• _Excerpted data_
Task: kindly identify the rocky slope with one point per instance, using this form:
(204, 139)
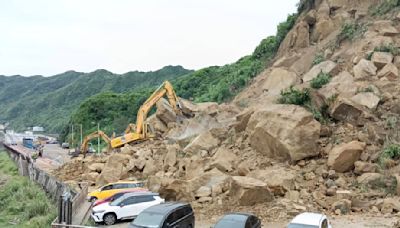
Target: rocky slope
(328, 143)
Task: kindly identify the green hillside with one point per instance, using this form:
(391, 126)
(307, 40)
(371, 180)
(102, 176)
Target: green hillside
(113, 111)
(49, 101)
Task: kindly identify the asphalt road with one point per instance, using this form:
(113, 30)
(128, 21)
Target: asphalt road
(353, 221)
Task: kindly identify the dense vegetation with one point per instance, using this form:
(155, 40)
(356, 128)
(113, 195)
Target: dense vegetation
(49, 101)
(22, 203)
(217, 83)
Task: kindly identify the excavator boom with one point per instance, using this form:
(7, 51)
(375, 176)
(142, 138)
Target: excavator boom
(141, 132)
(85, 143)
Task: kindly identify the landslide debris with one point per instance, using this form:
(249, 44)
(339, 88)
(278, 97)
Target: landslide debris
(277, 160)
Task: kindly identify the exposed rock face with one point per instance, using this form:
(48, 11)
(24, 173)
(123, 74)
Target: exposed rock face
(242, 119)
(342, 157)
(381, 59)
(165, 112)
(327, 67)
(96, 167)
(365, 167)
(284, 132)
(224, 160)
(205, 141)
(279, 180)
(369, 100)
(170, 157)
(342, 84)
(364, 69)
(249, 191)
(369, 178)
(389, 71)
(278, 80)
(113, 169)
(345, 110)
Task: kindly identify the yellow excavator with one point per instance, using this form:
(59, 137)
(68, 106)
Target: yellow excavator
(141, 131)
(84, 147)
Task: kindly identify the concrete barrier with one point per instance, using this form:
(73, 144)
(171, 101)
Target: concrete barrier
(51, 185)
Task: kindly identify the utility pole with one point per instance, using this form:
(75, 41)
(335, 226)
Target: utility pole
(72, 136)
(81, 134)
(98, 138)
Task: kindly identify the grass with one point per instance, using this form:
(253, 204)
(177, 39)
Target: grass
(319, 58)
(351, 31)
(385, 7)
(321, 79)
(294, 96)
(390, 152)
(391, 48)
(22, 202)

• _What this task involves_
Rewrite all the records above, changing every "kindly identify" to "please mark" and keeping everything else the same. Leave out the pictures.

• _Answer to the problem_
Task: please mark the rocky slope with one point per instance, using this form:
(204, 139)
Target: rocky slope
(328, 143)
Task: please mark the green hillside with one point per instance, using this form:
(391, 126)
(307, 40)
(371, 180)
(102, 176)
Target: green hillside
(113, 111)
(49, 101)
Task: please mark the asphalt road with one point per instance, using this form:
(113, 30)
(128, 21)
Target: asphalt road
(353, 221)
Task: please mark the dense vegetation with one point per instance, using this form:
(155, 40)
(356, 128)
(113, 195)
Target: dense vegetation
(49, 101)
(22, 203)
(217, 83)
Task: please mark the excavator boom with one point per instance, using this form:
(7, 51)
(375, 176)
(142, 138)
Target: excavator boom
(141, 132)
(85, 143)
Task: please mark the landslide debris with one point per instance, using this form:
(249, 44)
(339, 88)
(278, 97)
Target: landslide debris
(277, 160)
Task: please mark the exposed rock face with one point per instance, using this form:
(48, 11)
(24, 173)
(123, 74)
Target: exposed rock face
(242, 119)
(342, 157)
(381, 59)
(165, 112)
(327, 67)
(96, 167)
(365, 167)
(284, 132)
(224, 160)
(205, 141)
(279, 180)
(369, 100)
(170, 157)
(342, 84)
(364, 69)
(249, 191)
(369, 178)
(389, 71)
(278, 80)
(113, 169)
(345, 110)
Task: please mark the yellow excavator with one point per instance, using this form:
(59, 137)
(68, 106)
Target: yellow excavator
(141, 131)
(84, 147)
Task: please mark the concrete barrier with one point per instance, using this form:
(73, 144)
(171, 101)
Target: concrete barrier
(51, 185)
Task: please mark the utility pole with one point per instance, using this form:
(75, 41)
(335, 226)
Target: utility pole
(72, 136)
(81, 134)
(98, 138)
Task: please mark the grass with one point per instance, using this form:
(253, 204)
(177, 39)
Target: grass
(319, 58)
(351, 31)
(385, 7)
(321, 79)
(294, 96)
(390, 152)
(391, 48)
(22, 202)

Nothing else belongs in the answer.